··· Texte fourni

Plantes-hôtes et sources nectarifères
Monophage sur Anthyllis vulneraria et A. polycephala (Fabaceae).
L’adulte puise de préférence le nectar de son Vulnéraire nourricier, mais fréquente les floraisons de très nombreuses plantes de son habitat, notamment certaines Scabieuses. La présence d’un Roncier en fleurs peut attirer de nombreux spécimens, notamment des femelles. Egalement très adepte des flaques boueuses des chemins et des rives humides des ruisseaux où il se regroupe pour s’abreuver et puiser des sels.
Types d’habitats, conservation et attributions bioindicatives
Flancs écorchés, lisières et clairières lapilleuses et très ensoleillées, ravins et barrancos, de préférences dans les écorégions à forêts humides (chênaies claires, sapinières, cédraies, thuriféraies) de l’étage montagnard méditerranéen. Cette splendide espèce craint d’autant plus le piétinement et la pression pastorale que sa plante est très prisée par le cheptel qui se délecte des têtes pédonculées dès leurs émergences. Espèce intolérante et fuyant les milieux arasés, l’Azuré de l’Atlas n’a subsisté jusqu’il y a peu qu’à la faveur de secteurs protégés (la plupart périmètres de reboisement). Il vient de connaître une régression alarmante suite au laxisme suscité par les récentes années de sécheresse récurrente et à la pénétration stupidement tolérée du bétail dans ces secteurs en régénération. Une recolonisation de certains sites est parfaitement possible si un répit est accordé à la plante. La raréfaction fut notamment prononcée dans la région d’Ifrane (les anciennes stations mitoyennes des dayas ont été saccagées par un usage pastoral irrationnel) et du Haut Atlas centro-méridional dont l’ancienne population du Tizi-n-Test (encore très dynamique jusqu’au milieu des années 90), à l’habitat quotidiennement laminé par les Chèvres depuis une dizaine d’années, n’est sans doute plus récupérable.

······

## Votre tâche
Selon le texte fourni, de quelles plantes-hôtes l'Azuré de l'Atlas est-il monophage ?

··· Données enregistrées

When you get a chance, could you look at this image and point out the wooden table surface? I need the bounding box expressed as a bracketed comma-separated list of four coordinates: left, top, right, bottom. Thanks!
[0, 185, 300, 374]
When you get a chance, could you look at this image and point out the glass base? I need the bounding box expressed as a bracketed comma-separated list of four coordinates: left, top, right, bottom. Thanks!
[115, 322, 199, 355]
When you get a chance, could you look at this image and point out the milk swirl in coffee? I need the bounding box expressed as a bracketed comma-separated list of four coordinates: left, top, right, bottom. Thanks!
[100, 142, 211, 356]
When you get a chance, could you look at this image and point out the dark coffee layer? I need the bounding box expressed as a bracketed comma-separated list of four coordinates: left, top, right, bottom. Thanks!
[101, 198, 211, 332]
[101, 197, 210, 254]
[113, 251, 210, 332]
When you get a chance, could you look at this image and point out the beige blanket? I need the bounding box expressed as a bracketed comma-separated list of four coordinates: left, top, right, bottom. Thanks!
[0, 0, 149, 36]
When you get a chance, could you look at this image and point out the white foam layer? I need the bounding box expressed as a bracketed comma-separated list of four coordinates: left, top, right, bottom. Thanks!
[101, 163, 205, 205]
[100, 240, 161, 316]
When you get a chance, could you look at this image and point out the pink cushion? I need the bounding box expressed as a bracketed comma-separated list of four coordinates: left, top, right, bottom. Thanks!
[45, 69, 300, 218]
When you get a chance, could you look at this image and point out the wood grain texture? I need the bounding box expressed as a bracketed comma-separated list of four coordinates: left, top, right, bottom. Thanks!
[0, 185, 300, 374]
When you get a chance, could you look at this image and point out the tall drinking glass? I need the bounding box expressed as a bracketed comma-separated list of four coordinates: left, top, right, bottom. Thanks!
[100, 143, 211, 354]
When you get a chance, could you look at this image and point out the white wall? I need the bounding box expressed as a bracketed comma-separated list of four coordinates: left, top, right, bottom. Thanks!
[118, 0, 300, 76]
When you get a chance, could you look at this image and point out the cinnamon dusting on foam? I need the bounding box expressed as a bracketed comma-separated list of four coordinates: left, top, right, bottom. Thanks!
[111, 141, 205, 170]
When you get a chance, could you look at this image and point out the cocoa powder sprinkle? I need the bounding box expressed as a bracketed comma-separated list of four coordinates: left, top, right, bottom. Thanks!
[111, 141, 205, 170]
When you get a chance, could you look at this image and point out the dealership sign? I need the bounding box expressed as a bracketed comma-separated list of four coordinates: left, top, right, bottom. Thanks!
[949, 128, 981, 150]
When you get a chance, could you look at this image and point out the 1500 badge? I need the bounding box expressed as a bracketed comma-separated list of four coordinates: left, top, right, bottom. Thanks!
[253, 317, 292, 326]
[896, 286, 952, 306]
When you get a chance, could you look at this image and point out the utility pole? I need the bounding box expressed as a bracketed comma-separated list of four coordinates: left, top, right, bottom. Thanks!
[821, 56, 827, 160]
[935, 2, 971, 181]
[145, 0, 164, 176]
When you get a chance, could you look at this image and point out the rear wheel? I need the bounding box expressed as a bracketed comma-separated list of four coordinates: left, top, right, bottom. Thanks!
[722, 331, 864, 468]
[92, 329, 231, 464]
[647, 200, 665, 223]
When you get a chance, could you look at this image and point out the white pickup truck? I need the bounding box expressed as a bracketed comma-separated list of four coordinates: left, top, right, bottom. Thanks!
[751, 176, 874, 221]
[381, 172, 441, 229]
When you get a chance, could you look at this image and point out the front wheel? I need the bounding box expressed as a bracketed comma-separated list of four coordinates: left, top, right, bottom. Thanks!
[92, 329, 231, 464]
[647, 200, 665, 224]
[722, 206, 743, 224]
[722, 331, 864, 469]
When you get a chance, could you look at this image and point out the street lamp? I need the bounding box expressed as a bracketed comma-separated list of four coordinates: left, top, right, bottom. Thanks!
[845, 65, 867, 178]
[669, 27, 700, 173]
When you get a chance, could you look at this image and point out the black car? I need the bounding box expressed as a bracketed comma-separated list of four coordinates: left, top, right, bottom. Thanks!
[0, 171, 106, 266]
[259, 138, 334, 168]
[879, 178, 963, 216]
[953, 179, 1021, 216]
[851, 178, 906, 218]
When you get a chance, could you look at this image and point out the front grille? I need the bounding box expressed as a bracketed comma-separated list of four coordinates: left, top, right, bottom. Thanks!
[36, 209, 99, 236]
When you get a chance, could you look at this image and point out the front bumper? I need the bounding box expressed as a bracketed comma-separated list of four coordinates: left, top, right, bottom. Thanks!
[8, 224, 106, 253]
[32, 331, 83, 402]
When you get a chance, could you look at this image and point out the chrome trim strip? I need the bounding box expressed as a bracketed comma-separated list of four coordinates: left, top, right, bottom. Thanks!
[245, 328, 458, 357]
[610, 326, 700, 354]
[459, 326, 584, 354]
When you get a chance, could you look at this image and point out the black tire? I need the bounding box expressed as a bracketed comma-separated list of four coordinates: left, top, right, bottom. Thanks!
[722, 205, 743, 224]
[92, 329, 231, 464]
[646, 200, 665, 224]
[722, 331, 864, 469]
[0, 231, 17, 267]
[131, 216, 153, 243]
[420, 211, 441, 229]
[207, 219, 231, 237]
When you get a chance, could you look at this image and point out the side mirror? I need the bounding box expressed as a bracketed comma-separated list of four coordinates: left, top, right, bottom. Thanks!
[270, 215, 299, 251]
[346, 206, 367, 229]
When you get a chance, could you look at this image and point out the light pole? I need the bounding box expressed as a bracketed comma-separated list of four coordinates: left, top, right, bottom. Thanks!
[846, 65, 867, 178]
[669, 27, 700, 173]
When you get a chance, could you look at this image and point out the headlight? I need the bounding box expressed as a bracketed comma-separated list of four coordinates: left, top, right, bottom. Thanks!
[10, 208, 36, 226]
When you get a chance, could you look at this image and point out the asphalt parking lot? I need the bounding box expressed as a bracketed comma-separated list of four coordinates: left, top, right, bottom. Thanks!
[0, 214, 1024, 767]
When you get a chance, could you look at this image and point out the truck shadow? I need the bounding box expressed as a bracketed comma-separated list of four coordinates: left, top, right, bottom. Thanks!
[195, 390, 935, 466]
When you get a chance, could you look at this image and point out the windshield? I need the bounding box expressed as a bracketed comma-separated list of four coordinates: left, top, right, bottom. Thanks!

······

## Corrigé
Anthyllis vulneraria et A. polycephala (Fabaceae).